DO THIS: Write the records out again, keeping each line exactly as it is.

● ● ● ●

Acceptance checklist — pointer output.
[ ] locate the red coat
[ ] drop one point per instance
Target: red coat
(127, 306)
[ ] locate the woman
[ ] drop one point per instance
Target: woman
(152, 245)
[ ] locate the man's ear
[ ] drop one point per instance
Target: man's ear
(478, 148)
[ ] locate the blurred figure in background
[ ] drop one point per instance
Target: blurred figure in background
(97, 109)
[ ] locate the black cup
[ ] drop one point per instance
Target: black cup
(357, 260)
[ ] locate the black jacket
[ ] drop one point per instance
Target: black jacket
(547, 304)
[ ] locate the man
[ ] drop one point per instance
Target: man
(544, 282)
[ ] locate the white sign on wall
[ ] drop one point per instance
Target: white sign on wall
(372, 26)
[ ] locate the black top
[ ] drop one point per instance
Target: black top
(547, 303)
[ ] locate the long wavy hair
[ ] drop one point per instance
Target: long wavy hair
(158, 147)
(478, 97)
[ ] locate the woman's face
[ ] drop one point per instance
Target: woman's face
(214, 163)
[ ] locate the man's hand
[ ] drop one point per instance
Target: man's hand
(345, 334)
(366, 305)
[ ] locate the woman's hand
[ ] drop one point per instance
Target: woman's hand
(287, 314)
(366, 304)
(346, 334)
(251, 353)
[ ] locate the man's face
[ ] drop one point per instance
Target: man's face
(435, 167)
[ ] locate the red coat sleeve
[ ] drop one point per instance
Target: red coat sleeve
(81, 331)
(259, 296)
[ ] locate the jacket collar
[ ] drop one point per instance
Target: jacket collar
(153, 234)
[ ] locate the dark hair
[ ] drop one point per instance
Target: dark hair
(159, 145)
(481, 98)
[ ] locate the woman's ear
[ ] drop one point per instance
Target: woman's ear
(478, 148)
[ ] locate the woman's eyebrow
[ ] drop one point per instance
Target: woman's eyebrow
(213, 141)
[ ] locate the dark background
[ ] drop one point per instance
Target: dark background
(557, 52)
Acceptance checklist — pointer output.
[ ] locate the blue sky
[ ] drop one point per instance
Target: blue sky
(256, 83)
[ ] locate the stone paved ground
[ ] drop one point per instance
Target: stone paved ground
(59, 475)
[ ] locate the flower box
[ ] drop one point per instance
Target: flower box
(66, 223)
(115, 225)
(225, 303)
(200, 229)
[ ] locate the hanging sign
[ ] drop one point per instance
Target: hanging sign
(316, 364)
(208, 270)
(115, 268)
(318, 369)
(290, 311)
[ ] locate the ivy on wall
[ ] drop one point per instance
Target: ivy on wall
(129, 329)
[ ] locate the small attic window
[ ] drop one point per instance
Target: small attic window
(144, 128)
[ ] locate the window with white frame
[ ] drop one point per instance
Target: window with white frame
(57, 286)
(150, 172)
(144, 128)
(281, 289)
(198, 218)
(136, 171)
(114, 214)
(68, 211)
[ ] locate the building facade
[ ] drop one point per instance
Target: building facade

● ● ● ●

THE REPLY:
Acceptance checklist — pointer output.
[ ] locate the red coat
[ ] drop one point per instance
Target: red coat
(127, 306)
[ ] locate the woman
[ ] drop one point per instance
Target: woman
(152, 245)
[ ] locate the man's ear
[ ] drop one point per instance
Target: man's ear
(478, 148)
[ ] locate the blurred figure in background
[ ] drop one point per instance
Target: blurred figure in background
(97, 109)
[ ] locate the black cup
[ ] drop one point per instance
Target: black cup
(357, 260)
[ ] locate the black jacket
[ ] drop one point per instance
Target: black jacket
(547, 304)
[ ] locate the man
[ ] drop one point per instance
Target: man
(544, 282)
[ ] locate the white sign on wall
[ ] drop one point per instance
Target: white sign on wall
(372, 26)
[ ] locate the black top
[ ] drop one point per instance
Target: black top
(547, 303)
[ ] locate the long wavy hair
[ ] drop one point per instance
Target: long wavy hair
(158, 147)
(478, 97)
[ ] locate the woman's face
[ ] drop one point per instance
Target: woman's face
(214, 163)
[ ] locate the man's hand
[ ] drop one point per instance
Target: man's hand
(345, 334)
(366, 305)
[ ] locate the woman's hand
[ ] drop one point per instance
Target: woman's hand
(287, 314)
(366, 304)
(346, 334)
(251, 353)
[ ] locate the man's face
[ ] drop one point per instance
Target: man's face
(435, 167)
[ ] locate the red coat sleeve
[ ] drop one point per instance
Target: red coat sleeve
(81, 331)
(259, 296)
[ ] locate the jacket collar
[ ] drop one point per instance
Target: jacket collar
(153, 234)
[ ] locate the dark hair
[ ] drop one point per instance
Target: dark hair
(159, 145)
(481, 98)
[ ] locate the woman's ear
[ ] drop one point per instance
Target: woman's ear
(478, 148)
[ ] locate the woman's eyebrow
[ ] drop one point per instance
Target: woman's eyebrow
(213, 141)
[ ] locate the dark background
[ ] drop one point per instance
Target: dark background
(557, 52)
Acceptance checklist — pointer output.
[ ] locate the blue sky
[ ] drop one point per instance
Target: blue sky
(256, 83)
[ ] locate the stone paved ground
[ ] drop one point per instance
Target: stone paved ground
(59, 475)
[ ] locate the flower box
[ ] drop one point per instance
Target: flower box
(66, 223)
(115, 225)
(225, 303)
(200, 229)
[ ] locate the hanging sign
[ ] drop one point per instance
Target: hanging sign
(316, 364)
(208, 270)
(115, 268)
(318, 369)
(290, 311)
[ ] locate the ivy on wall
[ ] drop one point per instance
Target: ivy on wall
(129, 329)
[ ] locate the small attic window
[ ] drop one point per instance
Target: small attic window
(144, 128)
[ ] locate the window with white frame
[ ] drop one point per instance
Target: window with white frame
(57, 286)
(150, 172)
(144, 128)
(281, 289)
(198, 218)
(136, 171)
(114, 214)
(68, 211)
[ ] locate the building facade
[ ] drop one point per instance
Target: building facade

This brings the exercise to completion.